• REQUIRED ACTION A
Reproduce word for word the part of the book review that begins with the words containing "While engineering technology" and ends with "Panamanian Ithmus collapsed.".
• REQUIRED ACTION B
Continue the review of The Path Between the Seas from the point where it stops.

• PROVIDED PASSAGE
____________
Book Reviews for your consideration
The Path Between the Seas
David McCullough
Author David McCullough is an author with a well deserved reputation for taking meticulous and indepth research and applying it to an historical subject and relating it with the style of a master story teller. McCullough makes his subject come alive. That was certainly the case with his Pulizer Price winning book The Path Between the Seas. McCullough's work is the tale of the construction of the Panama Canal which seperates North and South America so that shipping can pass between the two continents.
Path Between the Seas chronicles the origin of the Panama Canal adventure in France. In 1870, the French goverment underwrote the Panama Canal Company, hiring famous engineer Ferdinand De Lessups. De Lessups was the world famous manager of the project that constructed a canal that connected the Red Sea with the Mediterranean. De Lessups seemed a natural choice. Between De Lessup's previous success and faith in nineteeth century engineering technology, construction on the canal began with much fanfare.
While engineering technology may have been impressive by the standards of the day, the Panamanian terrian proved far more formidable than originally anticipated. Tropical diseases ravaged the construction crews, indiscriminately killing thousands upon thousands. In the end, misquito bourn Yellow Fever, dysentary, malaria and pneumonia, along with massive cost over runs proved to be devastating. The French efforts to build a canal across the Panamanian Ithmus collapsed.
____________
• DATASET ENTRIES

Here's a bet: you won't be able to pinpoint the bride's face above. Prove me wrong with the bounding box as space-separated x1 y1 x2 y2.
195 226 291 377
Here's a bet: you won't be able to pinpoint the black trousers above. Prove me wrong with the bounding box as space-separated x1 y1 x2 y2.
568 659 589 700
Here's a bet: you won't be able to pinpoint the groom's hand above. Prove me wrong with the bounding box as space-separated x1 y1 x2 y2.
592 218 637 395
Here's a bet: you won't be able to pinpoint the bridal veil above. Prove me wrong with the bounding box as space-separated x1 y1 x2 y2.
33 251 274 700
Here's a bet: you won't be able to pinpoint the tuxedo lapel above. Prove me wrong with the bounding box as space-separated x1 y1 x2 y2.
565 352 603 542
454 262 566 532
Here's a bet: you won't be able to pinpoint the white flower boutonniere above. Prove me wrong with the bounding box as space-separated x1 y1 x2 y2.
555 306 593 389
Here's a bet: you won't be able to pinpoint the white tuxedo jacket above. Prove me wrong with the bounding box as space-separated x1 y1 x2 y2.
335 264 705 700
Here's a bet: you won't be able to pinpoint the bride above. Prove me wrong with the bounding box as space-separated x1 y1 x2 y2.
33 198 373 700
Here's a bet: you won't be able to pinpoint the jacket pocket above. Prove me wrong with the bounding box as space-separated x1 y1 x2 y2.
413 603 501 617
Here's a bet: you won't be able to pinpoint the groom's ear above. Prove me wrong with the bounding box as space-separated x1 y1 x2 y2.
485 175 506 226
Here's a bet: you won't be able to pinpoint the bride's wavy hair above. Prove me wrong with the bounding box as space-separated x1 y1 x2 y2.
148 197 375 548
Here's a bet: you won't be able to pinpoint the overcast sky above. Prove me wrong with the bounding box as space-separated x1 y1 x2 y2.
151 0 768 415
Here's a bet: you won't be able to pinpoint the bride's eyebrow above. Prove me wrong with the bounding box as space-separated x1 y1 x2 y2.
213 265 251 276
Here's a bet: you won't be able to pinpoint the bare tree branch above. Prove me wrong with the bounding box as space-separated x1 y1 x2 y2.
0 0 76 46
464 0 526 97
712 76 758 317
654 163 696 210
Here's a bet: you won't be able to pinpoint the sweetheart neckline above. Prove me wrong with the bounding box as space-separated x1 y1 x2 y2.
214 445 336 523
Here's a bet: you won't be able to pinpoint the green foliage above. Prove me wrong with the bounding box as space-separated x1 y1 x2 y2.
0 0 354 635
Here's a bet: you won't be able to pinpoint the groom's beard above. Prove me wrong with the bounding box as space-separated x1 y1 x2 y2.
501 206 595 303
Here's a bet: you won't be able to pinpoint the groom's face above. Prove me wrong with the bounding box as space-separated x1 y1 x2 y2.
____________
• REPLY A
While engineering technology may have been impressive by the standards of the day, the Panamanian terrian proved far more formidable than originally anticipated. Tropical diseases ravaged the construction crews, indiscriminately killing thousands upon thousands. In the end, misquito bourn Yellow Fever, dysentary, malaria and pneumonia, along with massive cost over runs proved to be devastating. The French efforts to build a canal across the Panamanian Ithmus collapsed.

• REPLY B
Enter the United States and President Theodore Roosevelt. In 1901, Teddy Roosevelt had just become president in the aftermath of William McKinley's assassination. Roosevelt would be considered a fervant imperialist by history and the idea of a canal across Panama, as a means of projecting American power, was intriguing to him. Factually speaking, a canal built and controlled by Germany, Russia or Great Britian would have been problematic for America.
McCullough describes in detail the complex political maneuvering that eventually led to America's successful building of the Panama Canal. He also catalogs the triumphs accomplished by American engineers and doctors. For example, American physician Dr. William Gorgas discovered a link between Yellow Fever and the mosquito. That discovery led to vastly reduced incidences of that disease and malaria essentially irradicting dibilitating epidemics. George Goethals and John Stevens were the engineers. Stevens set up the administrative and organizational systems that insured success and Geothals with his tremendous engineering expertise and military discipline saw the project through to success in 1914. The American effort spanned the administrations of three US presidents; Roosevelt, Taft and Wilson and in telling the tale of Path Between the Seas, McCullough doesn't go off on any flights of historical interpretation or revisionism.
The Path Between the Seas was more than just the story of how the Panama Canal was built; it's a well researched, historically accurate, lively, and highly entertaining story that takes out a slice of the late nineteeth and early twentieth century America that says a lot about the exceptionalism of this nation that we've inherited. It is very much worth your time.